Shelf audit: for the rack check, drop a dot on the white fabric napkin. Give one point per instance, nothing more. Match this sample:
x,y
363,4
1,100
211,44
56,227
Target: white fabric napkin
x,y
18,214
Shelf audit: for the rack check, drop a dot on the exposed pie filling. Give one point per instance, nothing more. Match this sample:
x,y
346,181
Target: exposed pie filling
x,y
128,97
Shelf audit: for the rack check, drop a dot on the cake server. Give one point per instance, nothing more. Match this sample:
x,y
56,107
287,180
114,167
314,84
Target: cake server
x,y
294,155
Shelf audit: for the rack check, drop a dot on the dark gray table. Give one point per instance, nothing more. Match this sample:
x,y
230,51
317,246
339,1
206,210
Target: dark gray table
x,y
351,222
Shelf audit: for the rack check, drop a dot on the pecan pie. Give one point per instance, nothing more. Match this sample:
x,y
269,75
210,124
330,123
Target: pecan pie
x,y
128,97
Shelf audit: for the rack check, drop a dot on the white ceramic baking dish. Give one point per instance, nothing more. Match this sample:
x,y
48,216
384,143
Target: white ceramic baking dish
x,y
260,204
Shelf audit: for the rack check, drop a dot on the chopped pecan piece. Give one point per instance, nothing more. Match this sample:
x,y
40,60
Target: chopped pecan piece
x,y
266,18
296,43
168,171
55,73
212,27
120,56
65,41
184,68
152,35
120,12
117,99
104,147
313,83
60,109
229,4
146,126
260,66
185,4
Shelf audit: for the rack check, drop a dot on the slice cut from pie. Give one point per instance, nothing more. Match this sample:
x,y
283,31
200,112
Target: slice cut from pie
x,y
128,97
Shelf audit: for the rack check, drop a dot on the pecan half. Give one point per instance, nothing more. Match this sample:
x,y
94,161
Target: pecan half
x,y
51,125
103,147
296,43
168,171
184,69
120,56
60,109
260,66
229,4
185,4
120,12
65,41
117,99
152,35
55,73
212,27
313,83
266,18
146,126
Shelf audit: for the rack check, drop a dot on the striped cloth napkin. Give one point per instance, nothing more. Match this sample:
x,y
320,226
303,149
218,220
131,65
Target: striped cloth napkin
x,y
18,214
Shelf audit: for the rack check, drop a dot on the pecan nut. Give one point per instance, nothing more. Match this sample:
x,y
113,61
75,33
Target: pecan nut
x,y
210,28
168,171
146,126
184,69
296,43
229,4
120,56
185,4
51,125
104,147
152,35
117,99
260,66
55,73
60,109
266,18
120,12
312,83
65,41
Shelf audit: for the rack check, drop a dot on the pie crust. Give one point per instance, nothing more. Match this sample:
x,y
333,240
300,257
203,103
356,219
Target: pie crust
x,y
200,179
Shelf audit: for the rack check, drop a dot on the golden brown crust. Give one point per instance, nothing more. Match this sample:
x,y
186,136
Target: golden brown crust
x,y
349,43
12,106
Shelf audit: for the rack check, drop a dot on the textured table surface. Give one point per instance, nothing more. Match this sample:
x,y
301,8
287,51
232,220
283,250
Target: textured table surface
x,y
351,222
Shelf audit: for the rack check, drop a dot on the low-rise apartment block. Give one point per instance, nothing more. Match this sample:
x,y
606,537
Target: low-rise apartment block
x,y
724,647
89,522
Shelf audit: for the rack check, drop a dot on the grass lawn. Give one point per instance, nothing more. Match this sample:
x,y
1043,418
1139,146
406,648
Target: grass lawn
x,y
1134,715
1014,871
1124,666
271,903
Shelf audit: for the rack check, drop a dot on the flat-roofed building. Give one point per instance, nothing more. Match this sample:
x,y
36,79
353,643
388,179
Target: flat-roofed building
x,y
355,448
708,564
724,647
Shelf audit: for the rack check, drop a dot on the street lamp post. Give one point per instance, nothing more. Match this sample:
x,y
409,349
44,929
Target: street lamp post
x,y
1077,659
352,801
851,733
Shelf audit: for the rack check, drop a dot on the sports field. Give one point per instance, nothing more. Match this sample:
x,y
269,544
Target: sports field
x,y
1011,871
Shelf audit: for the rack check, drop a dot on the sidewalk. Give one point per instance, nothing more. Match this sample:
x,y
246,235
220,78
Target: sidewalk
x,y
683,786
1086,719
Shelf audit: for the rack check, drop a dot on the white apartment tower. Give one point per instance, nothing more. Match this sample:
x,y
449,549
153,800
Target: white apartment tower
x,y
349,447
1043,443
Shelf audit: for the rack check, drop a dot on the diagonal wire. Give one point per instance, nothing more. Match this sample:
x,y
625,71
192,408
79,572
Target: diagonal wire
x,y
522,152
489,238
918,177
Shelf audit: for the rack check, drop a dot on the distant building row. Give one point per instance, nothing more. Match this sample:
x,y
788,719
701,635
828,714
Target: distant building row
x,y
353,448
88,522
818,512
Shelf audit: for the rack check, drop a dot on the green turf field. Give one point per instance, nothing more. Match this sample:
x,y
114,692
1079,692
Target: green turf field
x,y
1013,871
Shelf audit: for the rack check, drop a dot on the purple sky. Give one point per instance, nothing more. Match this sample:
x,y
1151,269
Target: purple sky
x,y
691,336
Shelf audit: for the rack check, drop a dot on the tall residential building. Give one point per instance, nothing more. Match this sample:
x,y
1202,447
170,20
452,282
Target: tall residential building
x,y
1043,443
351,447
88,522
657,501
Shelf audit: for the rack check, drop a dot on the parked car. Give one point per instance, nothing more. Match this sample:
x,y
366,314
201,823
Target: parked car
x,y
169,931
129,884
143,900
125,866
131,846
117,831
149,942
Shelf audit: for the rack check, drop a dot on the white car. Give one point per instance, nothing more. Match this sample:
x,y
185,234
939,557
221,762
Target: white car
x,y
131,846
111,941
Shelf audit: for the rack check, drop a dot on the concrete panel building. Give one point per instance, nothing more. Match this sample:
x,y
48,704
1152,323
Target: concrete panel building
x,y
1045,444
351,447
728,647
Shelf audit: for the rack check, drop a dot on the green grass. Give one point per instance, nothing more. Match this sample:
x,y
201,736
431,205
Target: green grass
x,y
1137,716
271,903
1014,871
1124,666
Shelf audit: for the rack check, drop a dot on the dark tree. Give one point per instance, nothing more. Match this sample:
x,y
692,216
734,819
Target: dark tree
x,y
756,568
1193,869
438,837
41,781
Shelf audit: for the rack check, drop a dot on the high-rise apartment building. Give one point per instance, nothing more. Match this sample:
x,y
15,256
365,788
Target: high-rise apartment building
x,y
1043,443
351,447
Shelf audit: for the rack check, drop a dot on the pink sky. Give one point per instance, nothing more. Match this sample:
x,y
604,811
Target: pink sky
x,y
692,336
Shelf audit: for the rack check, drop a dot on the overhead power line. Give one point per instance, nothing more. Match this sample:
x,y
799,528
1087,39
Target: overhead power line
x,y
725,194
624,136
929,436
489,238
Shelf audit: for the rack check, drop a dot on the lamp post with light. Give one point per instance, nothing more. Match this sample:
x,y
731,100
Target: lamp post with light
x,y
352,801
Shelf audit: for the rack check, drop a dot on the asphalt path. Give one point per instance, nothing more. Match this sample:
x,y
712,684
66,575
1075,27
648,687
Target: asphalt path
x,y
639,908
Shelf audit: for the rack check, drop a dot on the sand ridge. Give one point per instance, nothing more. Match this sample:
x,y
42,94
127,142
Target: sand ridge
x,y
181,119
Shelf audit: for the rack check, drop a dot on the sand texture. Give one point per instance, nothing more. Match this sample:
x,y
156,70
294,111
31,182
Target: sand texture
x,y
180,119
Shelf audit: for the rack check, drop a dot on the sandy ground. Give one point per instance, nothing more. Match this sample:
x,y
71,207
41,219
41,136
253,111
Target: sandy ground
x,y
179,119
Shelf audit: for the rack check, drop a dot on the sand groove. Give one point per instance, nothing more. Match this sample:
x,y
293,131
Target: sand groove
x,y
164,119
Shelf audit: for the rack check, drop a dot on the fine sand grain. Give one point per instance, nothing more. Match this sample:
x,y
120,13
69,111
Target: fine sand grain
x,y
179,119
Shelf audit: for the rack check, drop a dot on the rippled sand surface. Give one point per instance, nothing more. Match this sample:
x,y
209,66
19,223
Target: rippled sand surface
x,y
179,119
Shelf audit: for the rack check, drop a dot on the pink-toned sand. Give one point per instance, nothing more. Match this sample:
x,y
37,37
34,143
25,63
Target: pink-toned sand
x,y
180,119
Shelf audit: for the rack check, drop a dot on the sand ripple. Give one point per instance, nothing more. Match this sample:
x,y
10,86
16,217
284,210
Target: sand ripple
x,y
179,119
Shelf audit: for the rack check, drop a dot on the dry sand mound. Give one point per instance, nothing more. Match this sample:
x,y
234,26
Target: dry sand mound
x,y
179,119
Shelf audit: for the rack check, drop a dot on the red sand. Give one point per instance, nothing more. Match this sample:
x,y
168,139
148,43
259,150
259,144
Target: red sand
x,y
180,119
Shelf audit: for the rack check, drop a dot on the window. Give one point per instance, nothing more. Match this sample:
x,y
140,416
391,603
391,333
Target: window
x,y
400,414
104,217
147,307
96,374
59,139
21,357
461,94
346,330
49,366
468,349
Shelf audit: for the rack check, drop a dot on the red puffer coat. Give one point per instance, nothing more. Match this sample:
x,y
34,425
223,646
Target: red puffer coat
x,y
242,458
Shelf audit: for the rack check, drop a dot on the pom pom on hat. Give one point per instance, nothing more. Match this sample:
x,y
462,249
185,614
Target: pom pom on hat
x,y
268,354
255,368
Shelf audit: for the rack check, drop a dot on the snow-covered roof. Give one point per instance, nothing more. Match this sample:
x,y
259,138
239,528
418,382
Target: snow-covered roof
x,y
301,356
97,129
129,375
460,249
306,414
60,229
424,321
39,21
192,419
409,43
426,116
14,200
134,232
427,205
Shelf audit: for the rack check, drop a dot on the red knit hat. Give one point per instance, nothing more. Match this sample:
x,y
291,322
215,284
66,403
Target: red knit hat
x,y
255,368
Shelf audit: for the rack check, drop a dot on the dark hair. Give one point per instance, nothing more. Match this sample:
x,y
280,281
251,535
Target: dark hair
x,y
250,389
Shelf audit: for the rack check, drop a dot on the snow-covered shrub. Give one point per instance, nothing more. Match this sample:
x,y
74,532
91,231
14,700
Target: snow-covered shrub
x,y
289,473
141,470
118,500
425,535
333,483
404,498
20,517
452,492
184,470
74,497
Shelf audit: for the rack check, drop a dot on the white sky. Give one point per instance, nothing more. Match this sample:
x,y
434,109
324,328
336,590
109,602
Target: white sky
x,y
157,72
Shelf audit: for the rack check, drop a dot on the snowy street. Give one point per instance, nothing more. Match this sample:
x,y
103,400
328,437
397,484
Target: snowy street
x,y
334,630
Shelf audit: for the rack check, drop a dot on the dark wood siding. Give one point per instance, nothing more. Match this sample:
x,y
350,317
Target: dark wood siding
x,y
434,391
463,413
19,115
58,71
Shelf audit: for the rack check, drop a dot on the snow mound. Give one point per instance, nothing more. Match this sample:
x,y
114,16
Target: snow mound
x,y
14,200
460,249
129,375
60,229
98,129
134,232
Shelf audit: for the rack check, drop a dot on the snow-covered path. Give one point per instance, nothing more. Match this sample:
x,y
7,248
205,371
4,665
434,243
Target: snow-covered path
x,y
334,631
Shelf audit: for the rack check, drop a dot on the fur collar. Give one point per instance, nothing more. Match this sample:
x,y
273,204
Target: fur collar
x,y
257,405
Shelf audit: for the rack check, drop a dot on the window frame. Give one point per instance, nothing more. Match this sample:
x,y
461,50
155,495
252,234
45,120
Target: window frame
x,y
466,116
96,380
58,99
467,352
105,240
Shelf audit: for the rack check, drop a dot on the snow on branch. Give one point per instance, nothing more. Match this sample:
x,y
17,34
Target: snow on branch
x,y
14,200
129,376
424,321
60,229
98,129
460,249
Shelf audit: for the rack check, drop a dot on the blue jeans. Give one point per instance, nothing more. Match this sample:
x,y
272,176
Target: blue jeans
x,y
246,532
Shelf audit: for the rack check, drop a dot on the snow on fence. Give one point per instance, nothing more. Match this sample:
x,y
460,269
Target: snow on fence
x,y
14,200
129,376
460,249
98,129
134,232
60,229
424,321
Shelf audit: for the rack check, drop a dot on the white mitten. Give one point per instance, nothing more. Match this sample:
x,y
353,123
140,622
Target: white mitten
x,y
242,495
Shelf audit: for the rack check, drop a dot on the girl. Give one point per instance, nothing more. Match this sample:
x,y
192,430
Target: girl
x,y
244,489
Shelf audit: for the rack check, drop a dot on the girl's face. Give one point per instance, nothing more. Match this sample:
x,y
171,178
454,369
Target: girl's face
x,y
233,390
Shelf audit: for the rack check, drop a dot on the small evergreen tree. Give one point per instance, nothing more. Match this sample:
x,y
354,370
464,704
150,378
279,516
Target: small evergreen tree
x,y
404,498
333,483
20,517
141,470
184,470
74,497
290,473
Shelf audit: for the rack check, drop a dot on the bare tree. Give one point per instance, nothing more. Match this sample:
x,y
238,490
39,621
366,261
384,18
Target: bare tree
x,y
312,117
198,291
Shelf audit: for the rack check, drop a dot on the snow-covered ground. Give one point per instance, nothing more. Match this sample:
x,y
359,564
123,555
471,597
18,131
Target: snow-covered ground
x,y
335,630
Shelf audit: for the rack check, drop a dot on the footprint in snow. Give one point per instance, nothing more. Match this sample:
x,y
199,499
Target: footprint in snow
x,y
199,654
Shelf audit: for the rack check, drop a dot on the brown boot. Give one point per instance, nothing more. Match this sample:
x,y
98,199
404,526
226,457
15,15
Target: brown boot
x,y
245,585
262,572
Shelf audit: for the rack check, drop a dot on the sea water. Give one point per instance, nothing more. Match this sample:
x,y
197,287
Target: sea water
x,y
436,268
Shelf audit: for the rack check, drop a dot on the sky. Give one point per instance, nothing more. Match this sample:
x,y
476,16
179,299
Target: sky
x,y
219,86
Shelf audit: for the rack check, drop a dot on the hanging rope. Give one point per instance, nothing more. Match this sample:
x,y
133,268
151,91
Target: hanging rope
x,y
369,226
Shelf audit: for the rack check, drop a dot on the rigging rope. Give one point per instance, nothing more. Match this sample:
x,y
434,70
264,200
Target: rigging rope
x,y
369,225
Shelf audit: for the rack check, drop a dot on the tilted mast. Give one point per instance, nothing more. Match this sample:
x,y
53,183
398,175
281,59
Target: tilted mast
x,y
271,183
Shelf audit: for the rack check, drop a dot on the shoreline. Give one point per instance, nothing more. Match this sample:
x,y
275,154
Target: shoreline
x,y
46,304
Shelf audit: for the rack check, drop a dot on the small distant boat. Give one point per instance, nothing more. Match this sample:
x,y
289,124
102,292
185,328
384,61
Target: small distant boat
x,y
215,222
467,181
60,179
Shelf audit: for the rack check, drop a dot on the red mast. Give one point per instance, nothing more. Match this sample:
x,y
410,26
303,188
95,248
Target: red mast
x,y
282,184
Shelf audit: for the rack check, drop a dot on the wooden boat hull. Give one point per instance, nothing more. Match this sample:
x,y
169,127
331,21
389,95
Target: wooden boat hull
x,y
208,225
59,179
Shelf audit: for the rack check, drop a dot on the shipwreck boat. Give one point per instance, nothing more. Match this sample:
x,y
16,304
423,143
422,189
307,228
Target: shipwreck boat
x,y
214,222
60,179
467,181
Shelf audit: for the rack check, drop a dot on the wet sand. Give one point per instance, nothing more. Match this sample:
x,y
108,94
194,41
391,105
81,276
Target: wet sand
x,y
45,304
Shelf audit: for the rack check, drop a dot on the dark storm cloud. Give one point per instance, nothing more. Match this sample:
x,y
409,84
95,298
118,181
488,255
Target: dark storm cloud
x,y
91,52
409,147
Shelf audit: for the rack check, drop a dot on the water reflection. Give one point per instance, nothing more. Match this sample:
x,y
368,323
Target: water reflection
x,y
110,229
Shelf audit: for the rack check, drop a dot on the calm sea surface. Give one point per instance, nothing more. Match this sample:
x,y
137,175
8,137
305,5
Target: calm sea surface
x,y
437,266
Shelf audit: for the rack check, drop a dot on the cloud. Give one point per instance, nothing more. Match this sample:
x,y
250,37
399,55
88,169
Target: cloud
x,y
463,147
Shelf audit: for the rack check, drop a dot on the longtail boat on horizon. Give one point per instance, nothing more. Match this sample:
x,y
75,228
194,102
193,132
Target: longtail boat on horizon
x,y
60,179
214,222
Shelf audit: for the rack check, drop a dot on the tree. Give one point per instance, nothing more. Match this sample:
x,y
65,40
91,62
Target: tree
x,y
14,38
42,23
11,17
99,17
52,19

..............................

» **Given instruction**: Everything from the line that contains "on the calm" through the end of the records must be duplicated exactly, and nothing outside that range.

» **Result for this task**:
Shelf audit: for the rack check, drop a dot on the calm sea surface. Give one point per instance, nothing more. Match this sample:
x,y
137,175
8,137
305,5
Target: calm sea surface
x,y
437,266
Shelf audit: for the rack check, drop a dot on the cloud. Give one point per instance, nothing more. Match this sample:
x,y
250,37
399,55
88,169
Target: cloud
x,y
463,147
Shelf audit: for the rack check, drop a dot on the longtail boat on horizon. Give one point per instance, nothing more. Match this sample:
x,y
75,228
194,102
193,132
Target: longtail boat on horizon
x,y
60,179
214,222
Shelf audit: for the rack check, drop a dot on the tree. Give one point per instance, nothing more. Match this sample:
x,y
65,40
91,62
Target: tree
x,y
14,38
42,23
11,17
99,17
52,19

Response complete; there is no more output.